*** RECORDS SUPPLIED Section Begins ***
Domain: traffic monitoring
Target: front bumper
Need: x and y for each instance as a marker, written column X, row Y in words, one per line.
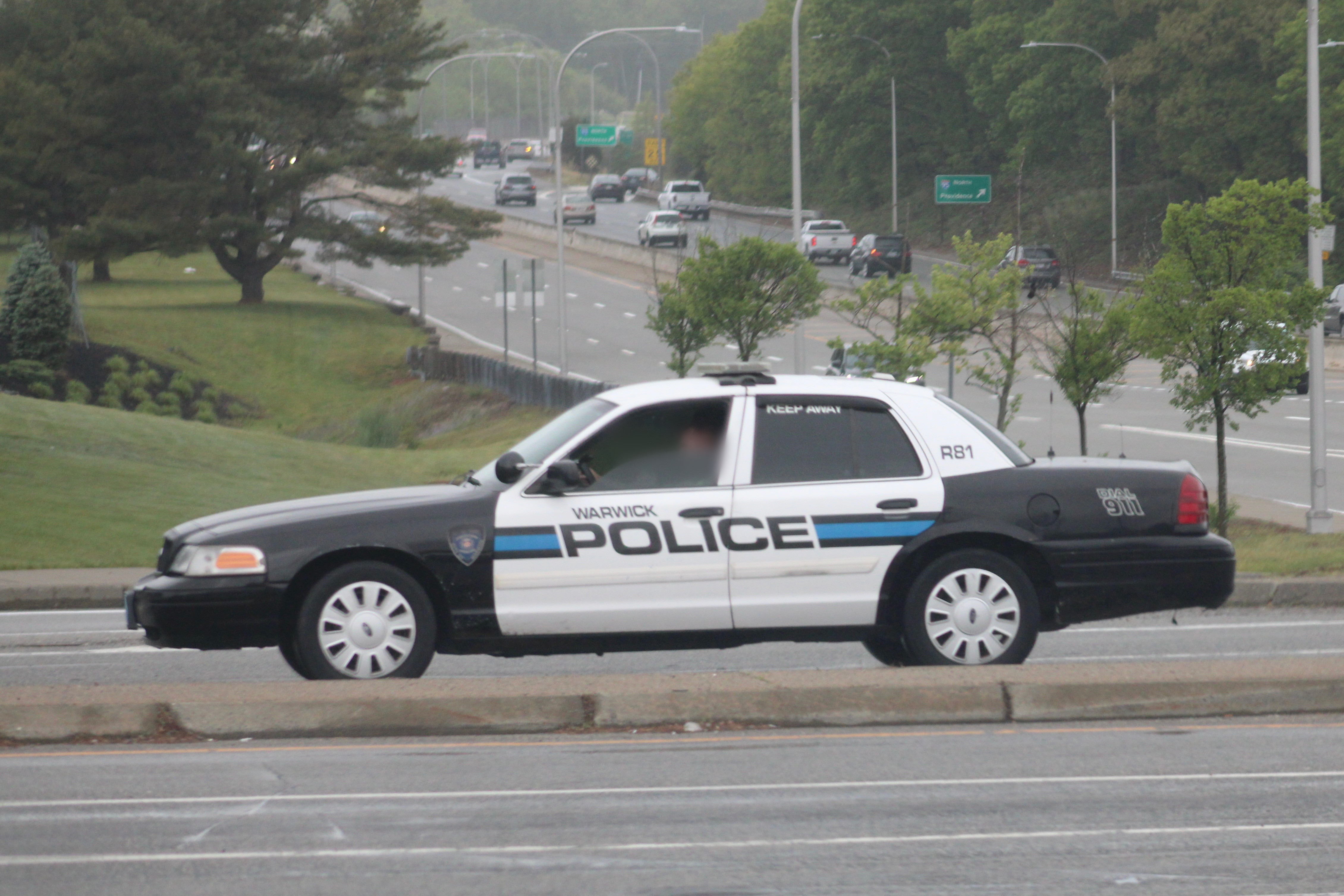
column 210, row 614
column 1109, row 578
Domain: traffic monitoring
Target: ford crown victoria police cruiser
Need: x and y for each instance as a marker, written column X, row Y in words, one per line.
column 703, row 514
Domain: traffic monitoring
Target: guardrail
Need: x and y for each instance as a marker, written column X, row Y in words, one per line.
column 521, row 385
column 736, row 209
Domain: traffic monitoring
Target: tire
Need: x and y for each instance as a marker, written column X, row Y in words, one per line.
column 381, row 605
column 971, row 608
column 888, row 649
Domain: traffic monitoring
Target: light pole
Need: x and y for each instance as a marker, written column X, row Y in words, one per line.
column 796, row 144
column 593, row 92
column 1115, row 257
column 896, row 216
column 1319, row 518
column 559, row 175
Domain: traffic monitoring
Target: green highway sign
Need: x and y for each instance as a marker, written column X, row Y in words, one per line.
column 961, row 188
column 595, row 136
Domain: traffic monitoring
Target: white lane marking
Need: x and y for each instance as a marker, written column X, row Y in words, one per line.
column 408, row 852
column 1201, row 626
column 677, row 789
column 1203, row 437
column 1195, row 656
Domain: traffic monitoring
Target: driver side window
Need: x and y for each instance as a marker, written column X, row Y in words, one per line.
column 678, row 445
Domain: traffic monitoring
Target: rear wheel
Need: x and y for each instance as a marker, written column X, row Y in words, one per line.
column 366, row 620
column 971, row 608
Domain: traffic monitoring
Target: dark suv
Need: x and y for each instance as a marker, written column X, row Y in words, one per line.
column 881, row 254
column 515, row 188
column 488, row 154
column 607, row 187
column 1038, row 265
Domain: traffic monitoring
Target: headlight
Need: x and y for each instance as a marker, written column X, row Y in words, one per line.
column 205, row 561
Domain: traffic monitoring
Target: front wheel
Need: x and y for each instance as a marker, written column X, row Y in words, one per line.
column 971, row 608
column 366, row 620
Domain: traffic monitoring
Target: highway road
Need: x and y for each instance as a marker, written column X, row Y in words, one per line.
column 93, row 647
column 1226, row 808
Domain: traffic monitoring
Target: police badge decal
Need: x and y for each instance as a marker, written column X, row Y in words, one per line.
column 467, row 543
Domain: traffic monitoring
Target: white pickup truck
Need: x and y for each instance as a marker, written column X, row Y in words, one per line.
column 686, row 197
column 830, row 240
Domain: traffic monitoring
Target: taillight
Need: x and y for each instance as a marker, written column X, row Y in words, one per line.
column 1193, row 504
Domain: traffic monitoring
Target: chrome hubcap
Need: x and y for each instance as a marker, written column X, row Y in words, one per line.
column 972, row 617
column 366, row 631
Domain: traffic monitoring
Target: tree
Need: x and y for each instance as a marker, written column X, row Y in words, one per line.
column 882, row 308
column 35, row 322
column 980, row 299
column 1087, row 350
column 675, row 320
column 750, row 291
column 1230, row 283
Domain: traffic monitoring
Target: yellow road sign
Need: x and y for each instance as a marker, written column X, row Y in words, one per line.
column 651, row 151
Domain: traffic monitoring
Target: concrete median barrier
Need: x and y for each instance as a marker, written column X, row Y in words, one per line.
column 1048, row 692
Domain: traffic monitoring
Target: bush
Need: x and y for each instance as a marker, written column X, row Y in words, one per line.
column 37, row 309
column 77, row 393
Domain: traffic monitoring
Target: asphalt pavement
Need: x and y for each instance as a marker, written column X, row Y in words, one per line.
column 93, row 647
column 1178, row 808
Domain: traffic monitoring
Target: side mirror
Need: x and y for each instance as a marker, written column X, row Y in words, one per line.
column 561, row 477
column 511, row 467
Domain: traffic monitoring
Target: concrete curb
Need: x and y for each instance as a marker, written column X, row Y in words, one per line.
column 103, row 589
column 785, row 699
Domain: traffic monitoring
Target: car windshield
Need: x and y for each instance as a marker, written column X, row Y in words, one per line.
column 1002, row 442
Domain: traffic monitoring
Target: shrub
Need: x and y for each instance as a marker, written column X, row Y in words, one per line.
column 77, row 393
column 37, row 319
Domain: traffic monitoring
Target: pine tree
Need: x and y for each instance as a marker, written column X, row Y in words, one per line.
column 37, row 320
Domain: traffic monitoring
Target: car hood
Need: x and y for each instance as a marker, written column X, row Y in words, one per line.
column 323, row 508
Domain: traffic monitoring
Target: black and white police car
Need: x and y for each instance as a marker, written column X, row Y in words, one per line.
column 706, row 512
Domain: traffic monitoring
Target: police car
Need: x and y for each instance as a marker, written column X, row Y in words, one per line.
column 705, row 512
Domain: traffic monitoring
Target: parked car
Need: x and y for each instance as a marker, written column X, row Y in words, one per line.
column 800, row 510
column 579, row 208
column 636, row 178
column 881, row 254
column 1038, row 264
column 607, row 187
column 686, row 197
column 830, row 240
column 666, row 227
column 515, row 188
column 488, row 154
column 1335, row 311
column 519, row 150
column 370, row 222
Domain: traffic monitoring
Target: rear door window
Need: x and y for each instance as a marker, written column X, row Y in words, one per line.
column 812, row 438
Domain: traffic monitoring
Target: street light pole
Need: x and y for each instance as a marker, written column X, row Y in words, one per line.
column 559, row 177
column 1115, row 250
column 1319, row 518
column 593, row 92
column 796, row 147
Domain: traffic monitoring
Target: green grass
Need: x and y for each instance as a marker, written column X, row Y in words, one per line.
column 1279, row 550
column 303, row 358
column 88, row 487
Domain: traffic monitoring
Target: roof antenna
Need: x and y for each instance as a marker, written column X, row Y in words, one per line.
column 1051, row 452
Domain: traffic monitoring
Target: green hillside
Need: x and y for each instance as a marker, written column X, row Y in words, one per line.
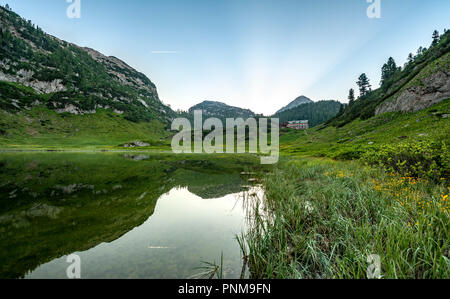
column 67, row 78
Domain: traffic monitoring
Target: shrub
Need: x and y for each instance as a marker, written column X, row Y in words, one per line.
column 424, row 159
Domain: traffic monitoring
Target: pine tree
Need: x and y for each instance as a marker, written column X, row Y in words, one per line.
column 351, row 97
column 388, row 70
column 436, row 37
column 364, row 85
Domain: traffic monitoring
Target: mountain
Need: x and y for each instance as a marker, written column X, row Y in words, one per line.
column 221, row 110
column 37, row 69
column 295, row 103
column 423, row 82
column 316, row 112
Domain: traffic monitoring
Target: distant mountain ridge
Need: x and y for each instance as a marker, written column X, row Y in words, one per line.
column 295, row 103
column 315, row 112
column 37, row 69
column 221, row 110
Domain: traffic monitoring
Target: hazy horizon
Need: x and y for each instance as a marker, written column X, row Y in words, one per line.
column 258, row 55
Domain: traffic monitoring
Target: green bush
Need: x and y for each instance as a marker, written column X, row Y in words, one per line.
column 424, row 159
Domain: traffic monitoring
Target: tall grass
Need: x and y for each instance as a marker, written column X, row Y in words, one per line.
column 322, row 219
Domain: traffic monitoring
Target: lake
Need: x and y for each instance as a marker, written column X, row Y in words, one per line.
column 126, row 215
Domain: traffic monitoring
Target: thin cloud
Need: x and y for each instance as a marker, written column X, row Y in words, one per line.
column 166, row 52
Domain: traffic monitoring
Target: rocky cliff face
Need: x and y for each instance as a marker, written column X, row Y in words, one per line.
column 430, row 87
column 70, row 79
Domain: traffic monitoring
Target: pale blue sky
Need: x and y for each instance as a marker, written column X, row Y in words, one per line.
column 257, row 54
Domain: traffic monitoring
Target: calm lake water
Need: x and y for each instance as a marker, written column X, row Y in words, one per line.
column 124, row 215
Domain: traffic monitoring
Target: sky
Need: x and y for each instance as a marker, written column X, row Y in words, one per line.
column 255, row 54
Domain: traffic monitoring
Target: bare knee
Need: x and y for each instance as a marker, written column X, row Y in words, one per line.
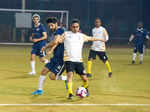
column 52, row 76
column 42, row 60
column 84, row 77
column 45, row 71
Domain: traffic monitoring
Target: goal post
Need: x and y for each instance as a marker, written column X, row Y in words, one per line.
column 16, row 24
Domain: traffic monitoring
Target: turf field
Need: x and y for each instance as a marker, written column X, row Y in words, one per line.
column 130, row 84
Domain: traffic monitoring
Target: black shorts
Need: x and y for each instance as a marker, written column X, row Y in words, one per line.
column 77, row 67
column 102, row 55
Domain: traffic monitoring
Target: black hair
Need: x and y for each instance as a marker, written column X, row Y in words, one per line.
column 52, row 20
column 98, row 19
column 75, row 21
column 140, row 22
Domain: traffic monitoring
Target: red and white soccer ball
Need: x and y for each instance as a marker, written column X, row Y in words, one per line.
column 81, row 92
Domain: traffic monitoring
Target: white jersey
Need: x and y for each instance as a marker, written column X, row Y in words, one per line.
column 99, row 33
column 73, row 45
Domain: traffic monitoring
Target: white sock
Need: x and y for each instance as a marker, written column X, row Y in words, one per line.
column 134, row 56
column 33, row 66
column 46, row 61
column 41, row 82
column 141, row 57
*** RECORDS SUPPLIED Section Ends ***
*** RECORDS SUPPLIED Section Begins ***
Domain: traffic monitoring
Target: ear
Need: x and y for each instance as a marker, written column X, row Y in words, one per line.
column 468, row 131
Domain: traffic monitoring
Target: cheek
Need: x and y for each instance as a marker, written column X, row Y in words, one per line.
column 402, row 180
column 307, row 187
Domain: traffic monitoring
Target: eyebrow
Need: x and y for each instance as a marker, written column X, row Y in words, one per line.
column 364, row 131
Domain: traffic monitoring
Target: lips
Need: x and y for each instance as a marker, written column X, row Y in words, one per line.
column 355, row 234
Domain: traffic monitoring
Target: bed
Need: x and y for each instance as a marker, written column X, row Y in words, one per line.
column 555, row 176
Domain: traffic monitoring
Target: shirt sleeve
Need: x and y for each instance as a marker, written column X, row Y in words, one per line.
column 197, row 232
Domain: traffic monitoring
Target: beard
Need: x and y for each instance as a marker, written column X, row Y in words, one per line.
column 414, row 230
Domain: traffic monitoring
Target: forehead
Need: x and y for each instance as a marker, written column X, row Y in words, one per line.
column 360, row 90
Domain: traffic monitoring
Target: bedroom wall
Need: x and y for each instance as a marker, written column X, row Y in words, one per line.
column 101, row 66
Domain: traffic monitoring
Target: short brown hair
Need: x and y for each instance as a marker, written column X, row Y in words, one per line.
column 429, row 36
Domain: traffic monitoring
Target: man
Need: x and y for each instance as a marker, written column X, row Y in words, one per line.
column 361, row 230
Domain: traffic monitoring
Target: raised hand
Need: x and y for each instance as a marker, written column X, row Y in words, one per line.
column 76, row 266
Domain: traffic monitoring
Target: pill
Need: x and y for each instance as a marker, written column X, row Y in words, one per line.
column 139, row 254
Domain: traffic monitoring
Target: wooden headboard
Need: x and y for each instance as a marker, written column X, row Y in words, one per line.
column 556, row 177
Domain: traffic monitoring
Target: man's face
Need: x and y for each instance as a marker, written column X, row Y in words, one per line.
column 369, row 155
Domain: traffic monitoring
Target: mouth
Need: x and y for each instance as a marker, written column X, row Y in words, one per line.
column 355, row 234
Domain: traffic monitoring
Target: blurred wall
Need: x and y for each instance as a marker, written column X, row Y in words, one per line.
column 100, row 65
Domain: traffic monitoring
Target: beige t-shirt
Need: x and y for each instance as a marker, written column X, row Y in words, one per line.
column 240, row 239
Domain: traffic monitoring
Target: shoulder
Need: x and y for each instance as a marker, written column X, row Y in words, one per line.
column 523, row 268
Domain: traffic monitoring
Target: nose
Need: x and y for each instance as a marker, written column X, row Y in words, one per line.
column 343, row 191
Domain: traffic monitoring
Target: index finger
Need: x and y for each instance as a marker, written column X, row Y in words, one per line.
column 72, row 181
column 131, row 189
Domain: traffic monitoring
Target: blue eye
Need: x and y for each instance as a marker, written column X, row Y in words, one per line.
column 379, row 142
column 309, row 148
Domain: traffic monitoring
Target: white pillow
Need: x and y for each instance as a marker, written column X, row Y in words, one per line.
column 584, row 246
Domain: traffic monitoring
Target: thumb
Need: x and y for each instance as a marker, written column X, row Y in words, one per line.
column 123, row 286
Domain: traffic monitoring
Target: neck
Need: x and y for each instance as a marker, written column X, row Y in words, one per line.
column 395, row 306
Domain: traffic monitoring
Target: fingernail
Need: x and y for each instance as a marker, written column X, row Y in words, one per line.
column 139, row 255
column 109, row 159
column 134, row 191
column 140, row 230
*** RECORDS SUPPLIED Section Ends ***
*** RECORDS SUPPLIED Section Begins ***
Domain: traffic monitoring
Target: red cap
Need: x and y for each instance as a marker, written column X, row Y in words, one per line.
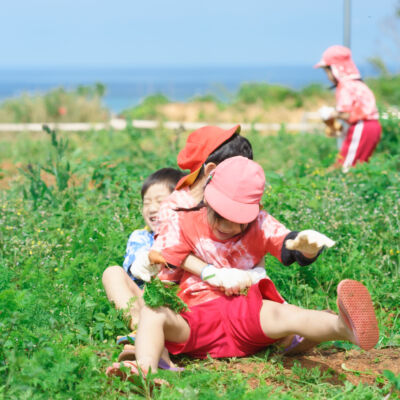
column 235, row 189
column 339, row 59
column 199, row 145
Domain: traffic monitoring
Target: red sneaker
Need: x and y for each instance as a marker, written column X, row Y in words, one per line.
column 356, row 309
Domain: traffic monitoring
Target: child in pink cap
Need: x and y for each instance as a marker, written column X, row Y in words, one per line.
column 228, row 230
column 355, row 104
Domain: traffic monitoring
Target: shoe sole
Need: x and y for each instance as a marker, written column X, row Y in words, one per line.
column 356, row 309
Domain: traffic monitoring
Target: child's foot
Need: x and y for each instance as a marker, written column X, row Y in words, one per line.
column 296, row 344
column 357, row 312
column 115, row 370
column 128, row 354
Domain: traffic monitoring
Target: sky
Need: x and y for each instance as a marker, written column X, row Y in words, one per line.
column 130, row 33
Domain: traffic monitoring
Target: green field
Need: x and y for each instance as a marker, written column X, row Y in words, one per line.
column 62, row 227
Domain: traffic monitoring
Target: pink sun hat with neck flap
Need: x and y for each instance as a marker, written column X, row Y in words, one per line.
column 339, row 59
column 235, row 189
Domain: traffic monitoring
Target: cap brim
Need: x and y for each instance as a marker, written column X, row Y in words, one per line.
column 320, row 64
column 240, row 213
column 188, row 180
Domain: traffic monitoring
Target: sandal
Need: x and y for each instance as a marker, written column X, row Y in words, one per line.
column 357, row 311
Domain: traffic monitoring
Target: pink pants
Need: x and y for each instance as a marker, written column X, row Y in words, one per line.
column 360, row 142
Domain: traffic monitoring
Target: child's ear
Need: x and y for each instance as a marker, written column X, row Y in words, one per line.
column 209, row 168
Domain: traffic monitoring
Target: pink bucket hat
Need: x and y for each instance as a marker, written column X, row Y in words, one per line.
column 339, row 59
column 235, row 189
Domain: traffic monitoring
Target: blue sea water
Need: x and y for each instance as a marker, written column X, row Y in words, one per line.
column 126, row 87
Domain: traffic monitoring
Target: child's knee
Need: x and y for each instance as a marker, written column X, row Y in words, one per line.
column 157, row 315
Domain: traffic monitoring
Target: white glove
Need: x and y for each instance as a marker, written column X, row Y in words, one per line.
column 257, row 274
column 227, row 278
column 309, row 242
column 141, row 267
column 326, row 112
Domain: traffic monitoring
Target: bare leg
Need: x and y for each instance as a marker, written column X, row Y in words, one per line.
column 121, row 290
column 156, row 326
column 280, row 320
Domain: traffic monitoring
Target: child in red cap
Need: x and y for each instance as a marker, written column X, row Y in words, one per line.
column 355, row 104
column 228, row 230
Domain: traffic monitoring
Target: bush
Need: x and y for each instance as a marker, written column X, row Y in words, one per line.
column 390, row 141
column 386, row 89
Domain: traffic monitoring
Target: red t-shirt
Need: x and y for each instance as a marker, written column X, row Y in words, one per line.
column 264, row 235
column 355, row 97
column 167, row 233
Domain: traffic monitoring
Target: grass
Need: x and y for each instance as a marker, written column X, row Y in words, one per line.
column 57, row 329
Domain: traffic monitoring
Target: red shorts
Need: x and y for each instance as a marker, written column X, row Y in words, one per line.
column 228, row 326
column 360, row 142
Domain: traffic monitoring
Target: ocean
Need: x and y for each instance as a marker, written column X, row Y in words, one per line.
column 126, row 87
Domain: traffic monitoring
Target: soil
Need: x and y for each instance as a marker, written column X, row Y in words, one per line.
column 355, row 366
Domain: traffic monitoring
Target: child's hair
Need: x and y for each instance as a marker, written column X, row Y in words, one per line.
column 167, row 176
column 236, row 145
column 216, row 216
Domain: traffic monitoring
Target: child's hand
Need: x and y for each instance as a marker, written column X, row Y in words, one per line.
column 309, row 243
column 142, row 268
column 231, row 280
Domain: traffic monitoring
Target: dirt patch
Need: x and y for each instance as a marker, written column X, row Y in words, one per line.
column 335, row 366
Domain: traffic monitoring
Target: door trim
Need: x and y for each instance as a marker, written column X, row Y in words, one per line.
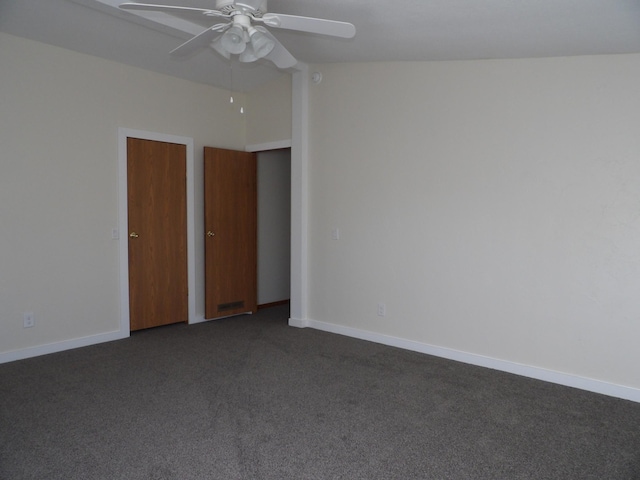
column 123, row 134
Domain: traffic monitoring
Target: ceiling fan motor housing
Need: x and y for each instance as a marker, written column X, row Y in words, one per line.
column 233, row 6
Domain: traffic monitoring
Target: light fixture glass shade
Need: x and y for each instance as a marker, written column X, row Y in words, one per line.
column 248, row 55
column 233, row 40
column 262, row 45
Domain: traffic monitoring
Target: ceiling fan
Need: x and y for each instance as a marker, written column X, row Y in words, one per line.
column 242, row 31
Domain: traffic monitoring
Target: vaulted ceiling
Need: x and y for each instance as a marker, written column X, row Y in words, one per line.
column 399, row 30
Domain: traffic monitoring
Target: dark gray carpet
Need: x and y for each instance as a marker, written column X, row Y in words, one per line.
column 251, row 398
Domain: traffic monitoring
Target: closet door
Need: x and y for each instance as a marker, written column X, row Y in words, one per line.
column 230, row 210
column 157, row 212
*** RECORDS SUPPLIED Section Ends ***
▶ _EXERCISE DESCRIPTION_: Bring together every line in the entries that holds the string "hand".

▶ _EXPECTED OUTPUT_:
Target: raised hand
Target: child's hand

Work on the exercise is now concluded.